== Written request a ==
Answer these questions using the article about Musharraf's bid for a new term:
(i) On what date are the elections scheduled?
(ii) In what year did Musharraf seize power, and by what means?
(iii) In what city was the news conference in the handout photo held?

───── Excerpt

Pakistan's Musharraf to Seek New Term in Oct. 6 Vote President Gen. Pervez Musharraf will seek a new five-year term in elections scheduled for Oct. 6, brushing aside opposition objections and concerns about his waning popularity. Musharraf, who seized power in a 1999 coup, has signaled his intension to resign his post as army chief if re-elected.
NPR logo Pakistan's Musharraf to Seek New Term in Oct. 6 Vote

Pakistan's Musharraf to Seek New Term in Oct. 6 Vote

An undated handout photo shows Pakistan's President Gen. Pervez Musharraf as he addresses a news conference in Islamabad. Press Information Dept., Pakistan hide caption

toggle caption
Press Information Dept., Pakistan

An undated handout photo shows Pakistan's President Gen. Pervez Musharraf as he addresses a news conference in Islamabad.

Press Information Dept., Pakistan


Musharraf Faces Threats, Discontent

Pakistan's President Gen. Pervez Musharraf will seek a new five-year term in elections scheduled for Oct. 6, brushing aside opposition objections and concerns about his waning popularity.

──────────
───── Record set

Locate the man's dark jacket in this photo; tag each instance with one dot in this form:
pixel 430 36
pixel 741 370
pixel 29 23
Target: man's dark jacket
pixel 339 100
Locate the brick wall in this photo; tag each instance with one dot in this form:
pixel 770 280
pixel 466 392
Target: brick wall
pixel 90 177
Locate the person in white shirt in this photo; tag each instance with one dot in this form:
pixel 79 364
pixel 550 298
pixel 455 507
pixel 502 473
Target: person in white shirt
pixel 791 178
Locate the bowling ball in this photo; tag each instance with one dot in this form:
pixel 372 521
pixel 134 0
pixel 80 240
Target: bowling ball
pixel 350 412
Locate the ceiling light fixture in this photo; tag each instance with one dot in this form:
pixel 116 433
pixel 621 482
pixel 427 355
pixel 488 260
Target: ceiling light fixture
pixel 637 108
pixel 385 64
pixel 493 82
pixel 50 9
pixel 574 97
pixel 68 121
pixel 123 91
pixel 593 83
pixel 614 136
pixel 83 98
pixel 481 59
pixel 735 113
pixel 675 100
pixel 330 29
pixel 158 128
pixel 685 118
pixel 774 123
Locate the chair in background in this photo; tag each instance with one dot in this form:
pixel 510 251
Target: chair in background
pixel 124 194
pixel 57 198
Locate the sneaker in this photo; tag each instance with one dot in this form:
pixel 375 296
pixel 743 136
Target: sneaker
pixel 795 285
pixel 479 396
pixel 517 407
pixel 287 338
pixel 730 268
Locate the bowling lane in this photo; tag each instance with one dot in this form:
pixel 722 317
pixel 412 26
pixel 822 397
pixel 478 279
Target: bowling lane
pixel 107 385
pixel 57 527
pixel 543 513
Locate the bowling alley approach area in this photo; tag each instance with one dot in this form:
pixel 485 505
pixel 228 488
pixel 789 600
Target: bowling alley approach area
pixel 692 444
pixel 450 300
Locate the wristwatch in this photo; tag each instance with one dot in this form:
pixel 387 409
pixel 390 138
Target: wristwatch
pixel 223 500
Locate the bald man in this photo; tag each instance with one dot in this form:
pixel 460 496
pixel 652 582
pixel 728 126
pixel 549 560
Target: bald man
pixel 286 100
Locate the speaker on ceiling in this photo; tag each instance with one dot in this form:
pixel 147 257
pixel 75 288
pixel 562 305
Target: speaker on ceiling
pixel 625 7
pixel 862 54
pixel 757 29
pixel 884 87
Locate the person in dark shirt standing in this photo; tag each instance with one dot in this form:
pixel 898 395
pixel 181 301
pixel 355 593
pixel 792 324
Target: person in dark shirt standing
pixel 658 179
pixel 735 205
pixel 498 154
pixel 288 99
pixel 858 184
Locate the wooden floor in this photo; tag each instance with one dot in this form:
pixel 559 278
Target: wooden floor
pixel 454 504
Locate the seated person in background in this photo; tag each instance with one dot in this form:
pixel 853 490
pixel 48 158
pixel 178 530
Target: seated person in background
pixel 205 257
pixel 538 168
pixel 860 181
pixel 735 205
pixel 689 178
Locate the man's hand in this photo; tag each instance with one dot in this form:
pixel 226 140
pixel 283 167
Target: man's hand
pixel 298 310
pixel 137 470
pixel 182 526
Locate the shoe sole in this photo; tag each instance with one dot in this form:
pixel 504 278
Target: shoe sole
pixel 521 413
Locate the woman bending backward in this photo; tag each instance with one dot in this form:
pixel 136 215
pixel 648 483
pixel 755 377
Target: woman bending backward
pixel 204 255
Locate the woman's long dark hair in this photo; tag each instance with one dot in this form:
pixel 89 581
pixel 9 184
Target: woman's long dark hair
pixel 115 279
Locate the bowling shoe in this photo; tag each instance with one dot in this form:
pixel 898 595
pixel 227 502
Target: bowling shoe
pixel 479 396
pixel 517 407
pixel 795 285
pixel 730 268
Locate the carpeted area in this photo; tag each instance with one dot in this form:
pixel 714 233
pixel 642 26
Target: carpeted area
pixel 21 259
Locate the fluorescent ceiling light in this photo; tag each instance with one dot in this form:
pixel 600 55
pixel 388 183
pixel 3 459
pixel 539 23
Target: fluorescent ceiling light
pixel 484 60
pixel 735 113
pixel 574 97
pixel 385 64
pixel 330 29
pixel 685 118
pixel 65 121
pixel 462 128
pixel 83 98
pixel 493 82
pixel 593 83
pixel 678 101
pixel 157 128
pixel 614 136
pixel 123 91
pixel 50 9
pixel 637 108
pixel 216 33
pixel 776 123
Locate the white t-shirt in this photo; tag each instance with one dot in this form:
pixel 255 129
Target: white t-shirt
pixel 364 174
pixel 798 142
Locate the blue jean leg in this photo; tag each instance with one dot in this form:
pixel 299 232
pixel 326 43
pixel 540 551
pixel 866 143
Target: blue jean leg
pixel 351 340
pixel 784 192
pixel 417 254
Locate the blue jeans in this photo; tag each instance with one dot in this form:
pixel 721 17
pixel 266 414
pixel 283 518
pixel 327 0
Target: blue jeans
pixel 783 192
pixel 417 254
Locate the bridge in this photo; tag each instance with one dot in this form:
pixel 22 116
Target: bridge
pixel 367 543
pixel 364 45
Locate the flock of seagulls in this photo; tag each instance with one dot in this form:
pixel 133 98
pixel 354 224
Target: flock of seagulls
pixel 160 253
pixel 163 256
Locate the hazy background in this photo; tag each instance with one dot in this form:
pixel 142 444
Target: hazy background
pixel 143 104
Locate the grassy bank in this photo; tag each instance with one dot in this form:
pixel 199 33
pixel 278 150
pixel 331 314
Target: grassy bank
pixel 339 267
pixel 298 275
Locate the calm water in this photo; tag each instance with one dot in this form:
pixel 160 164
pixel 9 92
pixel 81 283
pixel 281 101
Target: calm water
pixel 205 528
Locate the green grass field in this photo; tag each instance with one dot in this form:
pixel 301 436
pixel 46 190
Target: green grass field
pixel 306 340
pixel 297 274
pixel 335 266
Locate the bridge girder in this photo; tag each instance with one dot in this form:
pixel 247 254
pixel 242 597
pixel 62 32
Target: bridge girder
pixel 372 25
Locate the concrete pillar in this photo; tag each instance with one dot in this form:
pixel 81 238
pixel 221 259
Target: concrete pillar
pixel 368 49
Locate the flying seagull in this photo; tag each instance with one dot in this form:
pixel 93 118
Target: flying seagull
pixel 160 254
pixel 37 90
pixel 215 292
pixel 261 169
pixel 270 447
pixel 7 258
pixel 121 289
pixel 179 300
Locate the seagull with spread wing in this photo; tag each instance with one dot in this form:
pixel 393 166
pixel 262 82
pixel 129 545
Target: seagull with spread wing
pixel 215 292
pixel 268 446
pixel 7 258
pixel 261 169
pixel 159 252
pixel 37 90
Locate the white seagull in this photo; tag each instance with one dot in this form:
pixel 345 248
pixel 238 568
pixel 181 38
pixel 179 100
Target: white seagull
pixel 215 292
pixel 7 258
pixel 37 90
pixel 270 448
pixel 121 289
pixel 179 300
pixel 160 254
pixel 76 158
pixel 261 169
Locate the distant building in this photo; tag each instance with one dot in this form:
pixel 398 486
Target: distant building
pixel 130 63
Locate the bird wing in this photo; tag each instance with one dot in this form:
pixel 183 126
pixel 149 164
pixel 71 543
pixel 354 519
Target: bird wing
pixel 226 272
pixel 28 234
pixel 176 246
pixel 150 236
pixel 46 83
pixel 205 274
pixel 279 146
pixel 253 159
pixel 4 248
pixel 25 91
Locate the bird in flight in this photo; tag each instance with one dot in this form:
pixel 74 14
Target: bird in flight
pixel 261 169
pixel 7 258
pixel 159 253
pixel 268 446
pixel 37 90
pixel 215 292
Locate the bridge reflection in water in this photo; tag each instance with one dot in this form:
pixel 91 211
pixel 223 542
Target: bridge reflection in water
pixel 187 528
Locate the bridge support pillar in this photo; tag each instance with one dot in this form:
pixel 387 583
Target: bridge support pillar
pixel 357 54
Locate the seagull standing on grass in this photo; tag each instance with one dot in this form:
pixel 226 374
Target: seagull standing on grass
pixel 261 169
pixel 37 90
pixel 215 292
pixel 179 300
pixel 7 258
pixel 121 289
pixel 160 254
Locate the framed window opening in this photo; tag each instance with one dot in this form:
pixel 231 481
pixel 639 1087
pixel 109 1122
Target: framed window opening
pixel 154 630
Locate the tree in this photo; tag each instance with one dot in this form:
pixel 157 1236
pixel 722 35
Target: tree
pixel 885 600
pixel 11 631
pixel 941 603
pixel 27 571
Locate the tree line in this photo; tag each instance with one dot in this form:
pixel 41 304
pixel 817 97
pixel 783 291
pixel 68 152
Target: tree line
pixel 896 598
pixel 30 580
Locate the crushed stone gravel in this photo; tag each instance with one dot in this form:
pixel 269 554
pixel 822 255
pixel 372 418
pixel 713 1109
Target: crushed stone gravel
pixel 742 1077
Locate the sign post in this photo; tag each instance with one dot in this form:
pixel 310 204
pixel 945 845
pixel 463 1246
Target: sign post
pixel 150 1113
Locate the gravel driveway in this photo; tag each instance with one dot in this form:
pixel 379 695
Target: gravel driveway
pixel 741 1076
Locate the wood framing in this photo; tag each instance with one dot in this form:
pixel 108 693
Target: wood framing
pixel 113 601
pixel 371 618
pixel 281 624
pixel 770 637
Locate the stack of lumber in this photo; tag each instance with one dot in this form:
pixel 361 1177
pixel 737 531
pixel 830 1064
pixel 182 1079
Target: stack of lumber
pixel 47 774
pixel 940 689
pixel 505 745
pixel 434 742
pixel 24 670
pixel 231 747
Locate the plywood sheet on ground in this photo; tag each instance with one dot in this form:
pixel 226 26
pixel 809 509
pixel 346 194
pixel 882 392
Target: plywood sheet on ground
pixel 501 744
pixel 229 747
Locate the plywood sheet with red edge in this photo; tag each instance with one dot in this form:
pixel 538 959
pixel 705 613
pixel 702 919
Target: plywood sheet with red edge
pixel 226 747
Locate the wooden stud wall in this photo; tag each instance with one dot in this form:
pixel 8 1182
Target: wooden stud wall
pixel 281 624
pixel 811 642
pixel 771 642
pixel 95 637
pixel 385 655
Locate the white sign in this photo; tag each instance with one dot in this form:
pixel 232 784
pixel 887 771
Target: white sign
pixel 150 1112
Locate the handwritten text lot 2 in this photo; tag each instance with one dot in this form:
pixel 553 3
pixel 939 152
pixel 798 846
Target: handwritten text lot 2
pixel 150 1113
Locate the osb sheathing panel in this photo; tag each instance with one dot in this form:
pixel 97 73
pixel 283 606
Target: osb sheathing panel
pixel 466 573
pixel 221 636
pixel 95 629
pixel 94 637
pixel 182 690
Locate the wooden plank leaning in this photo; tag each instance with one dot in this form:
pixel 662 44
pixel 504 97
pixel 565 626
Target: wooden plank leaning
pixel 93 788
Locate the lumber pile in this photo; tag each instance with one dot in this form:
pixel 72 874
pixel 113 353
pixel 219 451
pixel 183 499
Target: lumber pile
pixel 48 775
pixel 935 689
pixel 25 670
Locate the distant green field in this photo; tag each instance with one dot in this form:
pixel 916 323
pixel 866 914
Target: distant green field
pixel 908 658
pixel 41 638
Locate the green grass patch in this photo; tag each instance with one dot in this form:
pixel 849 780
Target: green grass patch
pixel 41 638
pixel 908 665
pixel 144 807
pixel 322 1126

──────────

== Written request b ==
Copy the dataset entries verbatim, starting at the first line of the entries and ending at the line that contains "pixel 286 100", including both of those lines.

== Correct response a ==
(i) Oct. 6
(ii) 1999, in a coup
(iii) Islamabad

== Correct response b ==
Locate the man's dark jacket in this photo; tag each instance with one dot in this form:
pixel 430 36
pixel 741 370
pixel 29 23
Target: man's dark jacket
pixel 339 100
Locate the brick wall in this photo; tag each instance with one dot in this form:
pixel 770 280
pixel 466 392
Target: brick wall
pixel 90 177
Locate the person in white shirt in this photo; tag each instance with one dot in this form:
pixel 79 364
pixel 550 298
pixel 455 507
pixel 502 473
Target: person in white shirt
pixel 791 178
Locate the bowling ball in this photo; tag each instance with one dot in this form:
pixel 372 521
pixel 134 0
pixel 80 240
Target: bowling ball
pixel 350 412
Locate the ceiling light fixture in this photo; tag each instance with one dot in this form:
pixel 116 433
pixel 621 482
pixel 427 355
pixel 488 260
Target: ceiling light fixture
pixel 637 108
pixel 385 64
pixel 493 82
pixel 50 9
pixel 574 97
pixel 68 121
pixel 123 91
pixel 593 83
pixel 614 136
pixel 83 98
pixel 481 59
pixel 735 113
pixel 675 100
pixel 330 29
pixel 158 128
pixel 685 118
pixel 774 123
Locate the chair in background in this photo; tag each instance with one dot in this form:
pixel 510 251
Target: chair in background
pixel 124 194
pixel 57 198
Locate the sneaker in this photo; tag each instance with one dot in this form:
pixel 375 296
pixel 743 136
Target: sneaker
pixel 795 285
pixel 479 396
pixel 517 407
pixel 287 338
pixel 730 268
Locate the bowling lane in this photo; tag each instance with one dot in this form:
pixel 722 317
pixel 412 26
pixel 822 397
pixel 478 279
Target: bowling lane
pixel 107 385
pixel 57 527
pixel 543 513
Locate the bowling alley approach area in this photo; tag each instance with one dot in this form:
pixel 485 505
pixel 228 488
pixel 789 600
Target: bowling alley approach area
pixel 692 444
pixel 450 300
Locate the wristwatch in this photo; tag each instance with one dot in this form:
pixel 387 409
pixel 390 138
Target: wristwatch
pixel 223 500
Locate the bald man in this photo; tag each instance with one dot in this form:
pixel 460 496
pixel 652 582
pixel 728 126
pixel 549 560
Target: bald man
pixel 286 100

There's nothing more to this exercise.